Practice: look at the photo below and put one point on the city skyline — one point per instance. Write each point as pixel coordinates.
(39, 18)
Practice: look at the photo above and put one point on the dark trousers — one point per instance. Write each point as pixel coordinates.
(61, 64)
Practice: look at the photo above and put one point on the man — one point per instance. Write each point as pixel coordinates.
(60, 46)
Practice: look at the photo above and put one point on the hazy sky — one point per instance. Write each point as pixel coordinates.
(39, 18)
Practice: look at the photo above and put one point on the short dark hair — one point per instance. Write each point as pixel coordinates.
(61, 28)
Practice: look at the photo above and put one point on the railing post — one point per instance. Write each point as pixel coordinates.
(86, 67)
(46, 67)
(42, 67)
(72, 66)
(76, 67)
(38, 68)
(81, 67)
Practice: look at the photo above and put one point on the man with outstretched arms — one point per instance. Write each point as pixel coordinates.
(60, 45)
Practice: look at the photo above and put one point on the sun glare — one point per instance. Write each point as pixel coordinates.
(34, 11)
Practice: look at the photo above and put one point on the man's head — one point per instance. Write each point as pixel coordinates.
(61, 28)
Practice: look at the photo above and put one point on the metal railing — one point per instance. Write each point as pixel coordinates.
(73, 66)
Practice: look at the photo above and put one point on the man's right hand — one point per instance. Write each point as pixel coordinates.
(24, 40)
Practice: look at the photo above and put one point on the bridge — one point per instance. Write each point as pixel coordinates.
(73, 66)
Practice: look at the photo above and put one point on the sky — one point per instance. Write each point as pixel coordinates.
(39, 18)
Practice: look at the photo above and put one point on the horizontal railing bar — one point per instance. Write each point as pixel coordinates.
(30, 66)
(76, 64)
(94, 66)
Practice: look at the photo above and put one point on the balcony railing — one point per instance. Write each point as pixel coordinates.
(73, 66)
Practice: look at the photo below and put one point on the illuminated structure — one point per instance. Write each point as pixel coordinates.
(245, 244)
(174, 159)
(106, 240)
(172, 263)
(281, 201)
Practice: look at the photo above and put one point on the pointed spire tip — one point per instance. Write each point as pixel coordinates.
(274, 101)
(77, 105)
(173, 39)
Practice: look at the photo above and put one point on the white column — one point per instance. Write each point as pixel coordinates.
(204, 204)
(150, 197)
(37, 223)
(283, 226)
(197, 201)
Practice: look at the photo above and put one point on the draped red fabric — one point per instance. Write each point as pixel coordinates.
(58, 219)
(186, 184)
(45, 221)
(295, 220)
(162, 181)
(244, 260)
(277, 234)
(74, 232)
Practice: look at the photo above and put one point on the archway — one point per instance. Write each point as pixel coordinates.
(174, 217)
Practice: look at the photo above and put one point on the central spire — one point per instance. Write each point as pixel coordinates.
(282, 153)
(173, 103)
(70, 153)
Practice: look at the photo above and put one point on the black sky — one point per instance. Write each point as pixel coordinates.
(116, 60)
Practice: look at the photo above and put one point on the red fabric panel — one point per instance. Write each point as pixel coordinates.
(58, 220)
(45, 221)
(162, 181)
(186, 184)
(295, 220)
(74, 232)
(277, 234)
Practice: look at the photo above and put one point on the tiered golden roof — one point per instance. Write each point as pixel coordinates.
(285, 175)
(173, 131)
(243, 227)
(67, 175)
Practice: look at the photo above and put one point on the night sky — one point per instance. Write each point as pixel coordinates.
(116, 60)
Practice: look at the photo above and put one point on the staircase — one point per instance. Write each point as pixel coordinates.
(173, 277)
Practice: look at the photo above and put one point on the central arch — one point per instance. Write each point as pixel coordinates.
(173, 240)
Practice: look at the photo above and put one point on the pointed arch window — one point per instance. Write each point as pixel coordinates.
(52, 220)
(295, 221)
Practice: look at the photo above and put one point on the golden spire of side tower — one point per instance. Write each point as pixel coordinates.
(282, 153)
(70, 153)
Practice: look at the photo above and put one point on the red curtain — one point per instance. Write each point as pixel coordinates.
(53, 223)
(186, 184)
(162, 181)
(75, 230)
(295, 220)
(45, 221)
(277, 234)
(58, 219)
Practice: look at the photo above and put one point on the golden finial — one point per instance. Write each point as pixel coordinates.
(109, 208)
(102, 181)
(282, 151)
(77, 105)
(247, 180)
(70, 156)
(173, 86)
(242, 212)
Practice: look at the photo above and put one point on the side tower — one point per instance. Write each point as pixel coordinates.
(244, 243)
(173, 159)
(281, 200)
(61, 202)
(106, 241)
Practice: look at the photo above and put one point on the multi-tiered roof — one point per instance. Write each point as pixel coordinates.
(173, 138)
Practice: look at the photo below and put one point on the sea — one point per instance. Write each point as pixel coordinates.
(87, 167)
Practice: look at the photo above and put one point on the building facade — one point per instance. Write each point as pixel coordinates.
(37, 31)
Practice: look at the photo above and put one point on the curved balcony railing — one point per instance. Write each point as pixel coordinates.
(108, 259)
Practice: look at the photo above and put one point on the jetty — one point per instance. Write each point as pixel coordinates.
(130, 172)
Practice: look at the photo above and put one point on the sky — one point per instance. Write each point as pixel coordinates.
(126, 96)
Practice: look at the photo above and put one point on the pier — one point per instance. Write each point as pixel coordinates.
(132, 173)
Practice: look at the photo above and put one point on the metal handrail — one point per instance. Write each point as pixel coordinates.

★ ★ ★ ★ ★

:: GIVEN PROBLEM ::
All the data must be duplicated exactly, with nothing added or removed.

:: FINAL RESULT ::
Practice: look at the photo below and put one point on the city skyline — one point per instance. Write each point as pixel coordinates.
(39, 18)
Practice: look at the photo above and put one point on the dark trousers — one point per instance. Write each point as pixel coordinates.
(61, 64)
Practice: look at the photo above and put one point on the man — one point per instance. Write each point as pixel coordinates.
(60, 46)
Practice: look at the photo above and put one point on the hazy sky — one point per instance. Write each point as pixel coordinates.
(39, 18)
Practice: look at the photo above and put one point on the short dark hair — one point per instance. Write each point as pixel coordinates.
(61, 28)
Practice: look at the photo above and put one point on the railing post — one point per instance. Write each point as pixel coordinates.
(86, 67)
(46, 67)
(42, 67)
(72, 66)
(76, 67)
(38, 68)
(81, 67)
Practice: look at the photo above and put one point on the man with outstretched arms — one point per instance. Write each point as pixel coordinates.
(60, 45)
Practice: look at the photo above and put one point on the sun glare — one point per instance. Write each point as pixel coordinates.
(34, 11)
Practice: look at the photo above and put one point on the man's head — one point per instance. Write each point as pixel coordinates.
(61, 28)
Practice: look at the photo above and put one point on the metal railing — one point per instance. Write each point as pixel coordinates.
(73, 66)
Practice: look at the photo above and put one point on the man's right hand — one point per instance. Write each point as pixel coordinates.
(24, 40)
Practice: look at the photo above and put one point on the bridge — one point per instance. Write each point as pixel coordinates.
(73, 66)
Practice: look at the photo above and put one point on the sky — one point per instance. Write each point as pixel coordinates.
(39, 18)
Practice: look at the photo above and put one point on the horizontal railing bar — one point per instance. Write each point as pixel coordinates.
(30, 66)
(76, 64)
(94, 66)
Practice: look at the photo above and put one point on the balcony railing — one point per instance. Write each point as pixel coordinates.
(73, 66)
Practice: look at the photo below and put one point on the illuminated structure — one point per instance. Write each point as pixel coordinates.
(245, 244)
(174, 159)
(106, 240)
(172, 263)
(281, 201)
Practice: look at the photo above and put one point on the pointed spire tip — one point per instance. Write each point as pixel coordinates.
(274, 101)
(77, 105)
(173, 39)
Practice: look at the photo above and put one point on the white column — one point per instance. Write each point as pixel coordinates.
(204, 204)
(150, 197)
(37, 223)
(283, 226)
(197, 201)
Practice: look at the photo above and put one point on the draped red fabric — one point per instance. Write each point as pixel coordinates.
(58, 219)
(186, 184)
(45, 221)
(295, 220)
(162, 181)
(244, 260)
(277, 234)
(74, 232)
Practice: look at the photo above and put one point on the archway — one point per instance. Write each point as pixel coordinates.
(174, 217)
Practice: look at the photo above and put one point on the central spire — one point per instance. Write each point as pixel coordinates.
(282, 153)
(173, 103)
(70, 153)
Practice: look at the photo above and put one point on the black sky — one point per instance. Write each point as pixel coordinates.
(116, 60)
Practice: look at the photo above and put one point on the red fabric panel — one point per instance. Write each point as pixel coordinates.
(58, 220)
(45, 221)
(162, 181)
(186, 184)
(295, 220)
(74, 232)
(277, 234)
Practice: look at the photo above and put one point on the tiered golden roof — one point per instance. Write each point as pixel coordinates.
(285, 175)
(173, 131)
(243, 227)
(67, 175)
Practice: look at the photo above and put one point on the night sky — one point per instance. Write each point as pixel coordinates.
(116, 60)
Practice: look at the photo above and put one point on the staircase — one point per instance. Write each point as pixel coordinates.
(173, 277)
Practice: look at the photo above and put one point on the central arch — one point per instance. Write each point as pixel coordinates.
(173, 240)
Practice: look at the photo above and put one point on the pointed arch window — one point per instance. Write each point as pixel coordinates.
(52, 220)
(295, 221)
Practice: look at the photo above and put one point on the golden spire of side tower — one point per instance. Write each point as pixel coordinates.
(282, 153)
(70, 153)
Practice: look at the photo above and put one point on the red curtain — one point per instance. Write each point as pixel coordinates.
(53, 223)
(186, 184)
(162, 181)
(75, 230)
(295, 220)
(45, 221)
(277, 234)
(58, 219)
Practice: look at the photo above and put one point on the golden finial — one point per instance. Write each point as pixel coordinates.
(109, 208)
(102, 181)
(282, 151)
(77, 105)
(247, 180)
(70, 156)
(173, 86)
(242, 212)
Practice: look at the photo above and put one point on the side tower — one point per instance. Write each point as pixel coordinates.
(244, 243)
(173, 159)
(281, 200)
(61, 202)
(106, 241)
Practice: look at the photo above and put one point on the multi-tiered roof — one point per instance. Write each point as pixel coordinates.
(173, 138)
Practice: look at the photo below and put one point on the sea — one point per instance. Write each point as pixel coordinates.
(87, 167)
Practice: look at the photo above and put one point on the building facade — one point per instance. Write each point as pixel coordinates.
(37, 31)
Practice: look at the photo above and put one point on the curved balcony railing — one point per instance. Write each point as pixel coordinates.
(108, 259)
Practice: look at the photo above and put one point on the jetty — one point per instance. Write each point as pixel coordinates.
(130, 172)
Practice: look at the photo above and put one point on the sky — one point per instance. Write each point as pixel coordinates.
(126, 96)
Practice: look at the photo above and put one point on the pier — one point per instance. Write each point as pixel coordinates.
(132, 173)
Practice: look at the photo above and put one point on the metal handrail — one point per instance. Write each point as pixel coordinates.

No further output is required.